**** RECORDS PROVIDED

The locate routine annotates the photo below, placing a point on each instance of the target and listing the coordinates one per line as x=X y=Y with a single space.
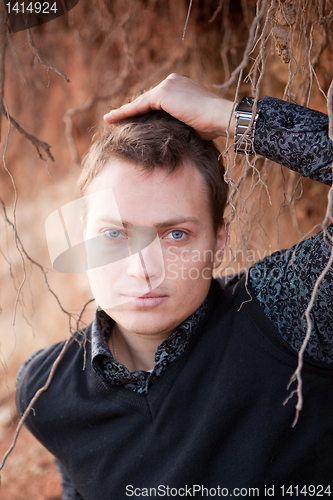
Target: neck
x=136 y=352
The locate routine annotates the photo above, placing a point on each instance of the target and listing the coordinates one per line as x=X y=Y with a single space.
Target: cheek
x=189 y=266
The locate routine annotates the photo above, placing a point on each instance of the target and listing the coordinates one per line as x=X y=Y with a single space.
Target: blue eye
x=114 y=233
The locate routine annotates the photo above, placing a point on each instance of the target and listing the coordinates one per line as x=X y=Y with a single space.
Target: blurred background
x=112 y=50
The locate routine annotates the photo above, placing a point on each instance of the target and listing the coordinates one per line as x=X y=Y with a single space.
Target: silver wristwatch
x=244 y=138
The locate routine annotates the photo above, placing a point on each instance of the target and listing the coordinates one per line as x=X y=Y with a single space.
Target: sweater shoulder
x=34 y=373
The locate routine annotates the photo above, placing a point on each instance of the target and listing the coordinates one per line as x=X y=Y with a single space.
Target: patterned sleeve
x=297 y=137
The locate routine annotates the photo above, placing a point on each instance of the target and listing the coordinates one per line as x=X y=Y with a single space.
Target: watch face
x=245 y=104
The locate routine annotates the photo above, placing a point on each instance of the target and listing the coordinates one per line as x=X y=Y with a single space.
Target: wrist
x=246 y=121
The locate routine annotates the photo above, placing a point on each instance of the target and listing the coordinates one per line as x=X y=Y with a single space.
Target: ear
x=221 y=241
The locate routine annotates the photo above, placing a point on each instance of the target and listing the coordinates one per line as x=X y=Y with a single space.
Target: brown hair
x=158 y=140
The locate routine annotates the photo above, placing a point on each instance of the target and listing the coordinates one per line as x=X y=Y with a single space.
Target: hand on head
x=185 y=99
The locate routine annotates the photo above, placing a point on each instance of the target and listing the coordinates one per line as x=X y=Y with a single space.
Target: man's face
x=180 y=261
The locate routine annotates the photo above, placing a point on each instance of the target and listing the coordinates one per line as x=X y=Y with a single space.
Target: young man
x=184 y=382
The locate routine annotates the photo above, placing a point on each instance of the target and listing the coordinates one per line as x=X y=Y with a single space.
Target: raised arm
x=292 y=135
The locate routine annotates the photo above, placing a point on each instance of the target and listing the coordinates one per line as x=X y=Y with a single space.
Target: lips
x=150 y=299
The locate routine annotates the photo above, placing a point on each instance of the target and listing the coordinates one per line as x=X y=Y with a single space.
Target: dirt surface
x=29 y=473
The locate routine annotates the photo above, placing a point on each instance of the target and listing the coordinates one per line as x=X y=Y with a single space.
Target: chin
x=143 y=322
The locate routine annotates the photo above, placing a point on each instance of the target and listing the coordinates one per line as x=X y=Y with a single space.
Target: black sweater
x=237 y=434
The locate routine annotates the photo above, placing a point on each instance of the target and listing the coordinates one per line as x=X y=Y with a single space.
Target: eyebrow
x=158 y=225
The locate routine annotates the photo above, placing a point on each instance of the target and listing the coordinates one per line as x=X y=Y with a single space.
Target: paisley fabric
x=283 y=283
x=112 y=372
x=296 y=137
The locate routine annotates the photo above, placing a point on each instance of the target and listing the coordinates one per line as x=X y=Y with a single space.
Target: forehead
x=143 y=197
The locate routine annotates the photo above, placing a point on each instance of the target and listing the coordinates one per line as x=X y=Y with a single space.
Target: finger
x=139 y=106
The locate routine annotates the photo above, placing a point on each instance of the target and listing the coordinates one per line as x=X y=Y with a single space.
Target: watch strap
x=244 y=137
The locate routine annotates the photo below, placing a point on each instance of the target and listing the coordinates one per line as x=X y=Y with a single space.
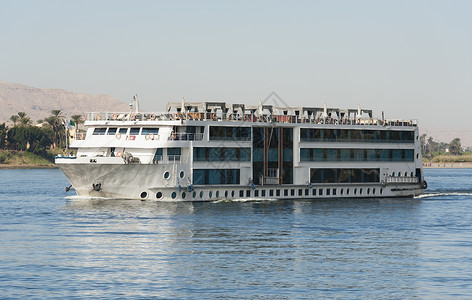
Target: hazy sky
x=411 y=59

********

_EXERCISE AIM_. The task calls for every record to be transcribed exactly, with no images included.

_TASK RESPONSE_.
The locate routine annotates the photo below, placing a point on each instance of the target and listing the coordinates one per line as x=X y=Y with a single space.
Target: neck
x=136 y=352
The locate routine annotates the photo above, placing a point on each instance of the target and listing the coordinates one per line as x=X y=Y with a single space.
Target: cheek
x=189 y=266
The locate routine annotates the photo above, placing a point on each instance of the target and listing the coordinates one per line as x=X y=Y with a single space.
Target: blue eye
x=114 y=233
The locate routine annotates the photo above, placing a point on each instance of the target and listing the coordinates one per line as x=X y=Y with a single space.
Target: blurred background
x=112 y=50
The locate routine annotates the photo above, placing a point on each instance of the target and listing the coordinates one per line as x=X y=Y with a single space.
Target: silver wristwatch
x=244 y=138
The locate routine annotates the photo above, placing a point on each instance of the target and listing the coordinates one per line as x=X y=Y with a single space.
Target: sweater shoulder
x=34 y=373
The locate routine annotates the photo above, placing a point on each instance of the target and listing the coordinates one per line as x=X y=Y with a single space.
Target: patterned sleeve
x=297 y=137
The locate routine annotates the photo above, placing a point on each instance of the target and listing the coordinates one per line as x=X y=Y with a single space.
Target: watch face
x=245 y=104
The locate routine annotates the photo above, placing a point on each instance of the target and listing the coordinates one per line as x=X y=Y with a single space.
Target: wrist
x=246 y=121
The locate routine annotates the photo above, placing a point on each instance of the target and listing the coordinates one per line as x=X y=Y with a single space.
Target: ear
x=221 y=241
The locate routine annotates the photo above, placing a point on each instance of the target and listing the coordinates one per line as x=X y=Y with a single space.
Target: brown hair
x=158 y=140
The locate routine annotates the photo above, placing a point on each instance of the target and listing the coordinates one per line as x=X y=Y with a single space.
Target: hand on head
x=185 y=99
The locate routine annotates the photo above, placing a point on each instance of the target and listing the coordinates one per line as x=X y=Y with a single space.
Target: man's face
x=180 y=261
The locate routine annotates the photo above, placing a point on each instance of the target and listing the coordinates one per line as x=X y=Y with a single space.
Target: young man
x=184 y=382
The locate routine annotates the photo above, placing a point on each instance of the target and listing the coordinates one per line as x=X y=Y with a single space.
Target: raised arm
x=292 y=135
The locate routine annotates the photo above, placing a point on each instance of the target and listing the coordinates one per line as x=X y=Y with a single space.
Target: lips
x=150 y=299
The locate routine annotates the photo above, placing a point on each instance of the target and listing the coordinates one per line as x=X y=Y with a single space.
Target: dirt surface
x=29 y=473
The locate routine annotates the photo above, placing a point on each instance of the target and listing the coordinates one per line as x=X y=Y with a single space.
Target: chin
x=143 y=322
The locate routine annotates the photo above, placing a point on each instance of the target and listing the coordinates one per line as x=X y=Y with a single space.
Target: black sweater
x=237 y=434
The locate routine annotates the photo above, placing a point on each instance of the target and listing the coordinates one per line as x=X y=Y with a single space.
Target: eyebrow
x=158 y=225
The locate routine annotates the photo above, placing a point on each instance of the target and listing the coordinates one per line as x=X y=Y with a single space.
Target: paisley fabric
x=283 y=283
x=112 y=372
x=296 y=137
The locate routine annotates the photo above, placing a point on each instance of the target and listing the coordinates one per line as x=X y=Y with a single space.
Target: forehead
x=143 y=197
The locate routine annotates the photo above, placing a point on each instance of the target and listing the coordinates one per line as x=X y=Y with a single space.
Target: finger
x=139 y=106
The locate routine annotates the photo above, placing a point on each instance of the target and listing the coordinates one per line as x=X y=Y with a single space.
Target: watch strap
x=244 y=137
The locate routine annotates the photo below, placing a point on each instance of the target and listing the coordinates one per line as x=X y=Y with a single space.
Target: hazy sky
x=411 y=59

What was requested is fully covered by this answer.